Boundary labeling items
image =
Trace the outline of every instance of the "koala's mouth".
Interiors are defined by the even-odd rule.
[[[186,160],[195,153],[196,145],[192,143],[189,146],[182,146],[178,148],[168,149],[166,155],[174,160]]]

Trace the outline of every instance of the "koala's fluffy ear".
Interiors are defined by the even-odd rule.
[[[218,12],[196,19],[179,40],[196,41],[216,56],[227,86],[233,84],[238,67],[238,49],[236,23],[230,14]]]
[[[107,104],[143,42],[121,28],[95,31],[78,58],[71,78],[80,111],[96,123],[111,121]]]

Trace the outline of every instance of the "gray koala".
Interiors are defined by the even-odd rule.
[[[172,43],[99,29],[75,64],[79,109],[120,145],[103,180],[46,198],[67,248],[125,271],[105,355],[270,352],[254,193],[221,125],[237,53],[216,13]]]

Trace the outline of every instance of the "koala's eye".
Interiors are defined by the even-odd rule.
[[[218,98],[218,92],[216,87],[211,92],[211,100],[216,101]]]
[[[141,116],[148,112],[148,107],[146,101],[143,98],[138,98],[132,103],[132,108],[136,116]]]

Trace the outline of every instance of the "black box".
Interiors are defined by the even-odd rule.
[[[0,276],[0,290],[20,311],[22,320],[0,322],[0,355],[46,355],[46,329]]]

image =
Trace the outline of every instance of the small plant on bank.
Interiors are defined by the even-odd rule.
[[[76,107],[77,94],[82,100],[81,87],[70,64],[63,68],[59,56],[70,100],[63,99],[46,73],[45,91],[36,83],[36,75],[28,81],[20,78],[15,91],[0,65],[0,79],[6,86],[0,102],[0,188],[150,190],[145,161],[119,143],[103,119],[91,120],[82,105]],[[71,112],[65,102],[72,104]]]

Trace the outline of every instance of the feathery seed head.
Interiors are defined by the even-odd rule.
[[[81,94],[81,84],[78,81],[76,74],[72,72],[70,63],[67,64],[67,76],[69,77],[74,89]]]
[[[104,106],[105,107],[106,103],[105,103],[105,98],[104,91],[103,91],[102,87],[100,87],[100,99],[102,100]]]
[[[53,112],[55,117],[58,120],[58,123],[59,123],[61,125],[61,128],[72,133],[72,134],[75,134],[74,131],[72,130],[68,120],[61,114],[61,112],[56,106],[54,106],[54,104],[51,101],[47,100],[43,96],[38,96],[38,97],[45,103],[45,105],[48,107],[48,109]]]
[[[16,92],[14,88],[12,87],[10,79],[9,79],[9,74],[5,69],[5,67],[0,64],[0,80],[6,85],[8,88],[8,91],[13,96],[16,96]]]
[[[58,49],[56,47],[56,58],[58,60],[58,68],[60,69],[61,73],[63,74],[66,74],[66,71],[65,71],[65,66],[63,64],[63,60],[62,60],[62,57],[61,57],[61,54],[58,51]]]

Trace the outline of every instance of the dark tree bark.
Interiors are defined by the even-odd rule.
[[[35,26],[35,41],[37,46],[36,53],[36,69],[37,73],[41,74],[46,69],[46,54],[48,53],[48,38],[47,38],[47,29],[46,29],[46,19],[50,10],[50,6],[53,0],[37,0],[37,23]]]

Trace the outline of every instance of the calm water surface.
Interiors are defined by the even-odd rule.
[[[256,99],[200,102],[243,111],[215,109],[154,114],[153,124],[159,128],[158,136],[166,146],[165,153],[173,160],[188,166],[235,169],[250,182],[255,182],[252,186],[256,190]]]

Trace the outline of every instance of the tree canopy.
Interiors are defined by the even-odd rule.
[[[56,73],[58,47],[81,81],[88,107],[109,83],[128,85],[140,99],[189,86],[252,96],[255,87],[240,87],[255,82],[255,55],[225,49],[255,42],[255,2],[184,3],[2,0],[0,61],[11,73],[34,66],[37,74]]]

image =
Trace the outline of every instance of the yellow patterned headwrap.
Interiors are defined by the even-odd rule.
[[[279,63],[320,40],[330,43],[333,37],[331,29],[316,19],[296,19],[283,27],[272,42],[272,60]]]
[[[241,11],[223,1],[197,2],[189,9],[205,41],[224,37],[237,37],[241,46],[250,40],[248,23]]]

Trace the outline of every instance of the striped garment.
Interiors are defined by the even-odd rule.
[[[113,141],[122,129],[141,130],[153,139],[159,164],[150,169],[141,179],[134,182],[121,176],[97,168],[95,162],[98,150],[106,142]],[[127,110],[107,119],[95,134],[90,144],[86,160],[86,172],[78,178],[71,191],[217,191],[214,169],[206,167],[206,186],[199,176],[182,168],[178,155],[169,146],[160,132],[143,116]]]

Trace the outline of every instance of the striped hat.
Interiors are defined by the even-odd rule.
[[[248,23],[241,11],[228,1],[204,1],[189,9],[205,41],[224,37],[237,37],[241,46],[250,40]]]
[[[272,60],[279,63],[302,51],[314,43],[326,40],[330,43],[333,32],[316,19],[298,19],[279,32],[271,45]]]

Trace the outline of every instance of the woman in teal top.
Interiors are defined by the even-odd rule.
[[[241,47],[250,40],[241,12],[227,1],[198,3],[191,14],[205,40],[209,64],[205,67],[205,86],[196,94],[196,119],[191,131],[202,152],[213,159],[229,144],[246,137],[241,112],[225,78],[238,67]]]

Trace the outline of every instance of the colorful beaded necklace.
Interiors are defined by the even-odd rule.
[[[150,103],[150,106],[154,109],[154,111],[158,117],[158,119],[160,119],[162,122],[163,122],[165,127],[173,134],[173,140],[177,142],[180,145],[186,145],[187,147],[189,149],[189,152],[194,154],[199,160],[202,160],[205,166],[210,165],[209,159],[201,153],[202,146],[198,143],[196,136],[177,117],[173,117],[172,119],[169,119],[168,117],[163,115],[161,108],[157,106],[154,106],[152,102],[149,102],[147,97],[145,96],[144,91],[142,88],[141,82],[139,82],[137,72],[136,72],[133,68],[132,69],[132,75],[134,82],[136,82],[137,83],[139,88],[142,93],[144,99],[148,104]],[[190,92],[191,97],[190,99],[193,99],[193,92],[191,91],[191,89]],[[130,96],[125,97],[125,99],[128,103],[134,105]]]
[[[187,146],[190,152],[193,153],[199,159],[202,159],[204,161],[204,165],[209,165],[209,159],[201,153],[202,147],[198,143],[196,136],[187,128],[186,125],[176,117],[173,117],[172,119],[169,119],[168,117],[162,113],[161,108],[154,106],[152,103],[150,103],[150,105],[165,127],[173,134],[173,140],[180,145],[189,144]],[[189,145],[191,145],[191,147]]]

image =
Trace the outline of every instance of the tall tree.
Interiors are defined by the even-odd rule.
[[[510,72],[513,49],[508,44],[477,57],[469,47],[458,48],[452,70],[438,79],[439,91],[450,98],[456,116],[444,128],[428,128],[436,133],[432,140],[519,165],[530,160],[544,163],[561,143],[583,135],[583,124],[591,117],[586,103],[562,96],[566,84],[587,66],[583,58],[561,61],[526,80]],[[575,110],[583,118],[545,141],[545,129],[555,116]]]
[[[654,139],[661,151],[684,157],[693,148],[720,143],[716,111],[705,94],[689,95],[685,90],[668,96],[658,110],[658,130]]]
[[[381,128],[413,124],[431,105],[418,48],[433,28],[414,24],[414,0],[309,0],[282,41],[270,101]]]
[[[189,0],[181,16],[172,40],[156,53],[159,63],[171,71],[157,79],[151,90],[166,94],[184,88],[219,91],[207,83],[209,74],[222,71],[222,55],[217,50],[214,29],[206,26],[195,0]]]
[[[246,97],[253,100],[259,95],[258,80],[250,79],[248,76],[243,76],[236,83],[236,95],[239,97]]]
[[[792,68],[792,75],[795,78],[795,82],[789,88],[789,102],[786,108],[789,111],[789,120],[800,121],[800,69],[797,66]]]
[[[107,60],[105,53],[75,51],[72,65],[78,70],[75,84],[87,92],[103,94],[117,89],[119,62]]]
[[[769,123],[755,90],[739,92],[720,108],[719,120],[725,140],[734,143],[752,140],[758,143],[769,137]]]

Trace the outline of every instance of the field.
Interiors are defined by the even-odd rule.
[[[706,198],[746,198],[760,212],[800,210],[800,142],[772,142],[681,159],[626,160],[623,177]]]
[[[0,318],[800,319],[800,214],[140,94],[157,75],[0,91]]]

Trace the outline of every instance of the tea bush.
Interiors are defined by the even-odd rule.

» **Prompt**: Repeat only the stretch of lines starting at the one containing "Trace the outline of every instance of the field." and running to the final line of the entries above.

» **Answer to this problem**:
Trace the outline of every instance of the field.
Interiors are defined by the even-odd rule.
[[[706,198],[746,198],[760,212],[800,210],[800,142],[772,142],[681,159],[626,160],[623,177]]]
[[[0,318],[800,319],[800,214],[140,94],[157,75],[0,91]]]

Trace the outline of every instance of the tea bush.
Interiors are defined by the even-odd rule.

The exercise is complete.